WHAT IS REQUIRED
Make an exact copy of the listing below. Pictures stay out of it.

- Opening Delimiter -

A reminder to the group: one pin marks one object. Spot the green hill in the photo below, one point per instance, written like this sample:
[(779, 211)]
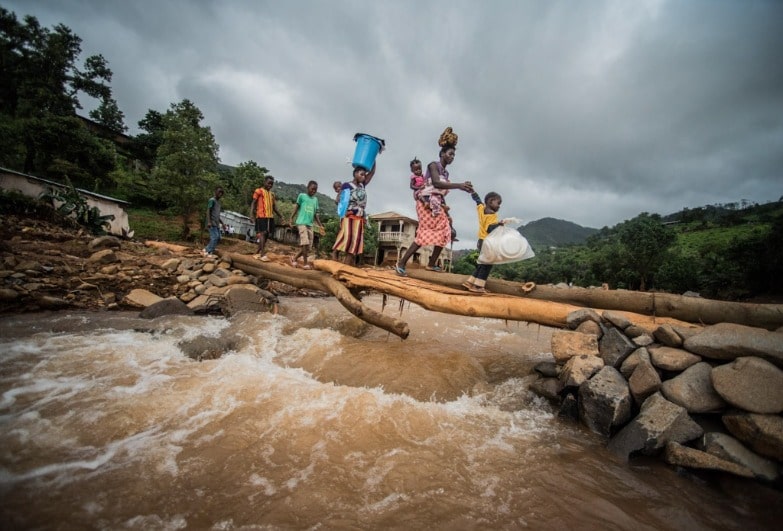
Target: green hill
[(551, 232)]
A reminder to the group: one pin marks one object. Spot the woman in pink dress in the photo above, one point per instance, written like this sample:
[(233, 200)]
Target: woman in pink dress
[(433, 229)]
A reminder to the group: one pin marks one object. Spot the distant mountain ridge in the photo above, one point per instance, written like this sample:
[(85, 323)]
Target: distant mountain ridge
[(551, 232)]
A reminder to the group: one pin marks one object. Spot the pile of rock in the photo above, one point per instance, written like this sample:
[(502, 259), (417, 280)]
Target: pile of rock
[(76, 271), (704, 397)]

- Closing Delimiter -

TASK ANSWER
A reminder to the group: one pin marks one object. Spot the green hill in the photo below, one point per instance, written like this sample:
[(779, 211)]
Target: green hill
[(551, 232)]
A reminder to the group: one pin marks one object. Spot the woman in pink dress in the photo above, one point per instance, written like this sample:
[(233, 200)]
Target: woman in pink dress
[(433, 229)]
A reminder to the group: one pin marks one object. Spot the distant mountain ridge in the photo above, one point per instance, written like this sample:
[(85, 323)]
Target: distant mountain ridge
[(551, 232)]
A reminder to the group: one pin marks one object. Spot the pile of rock in the photo above, one point per instance, written like this sample:
[(502, 259), (417, 280)]
Target: pile of rock
[(76, 271), (704, 397)]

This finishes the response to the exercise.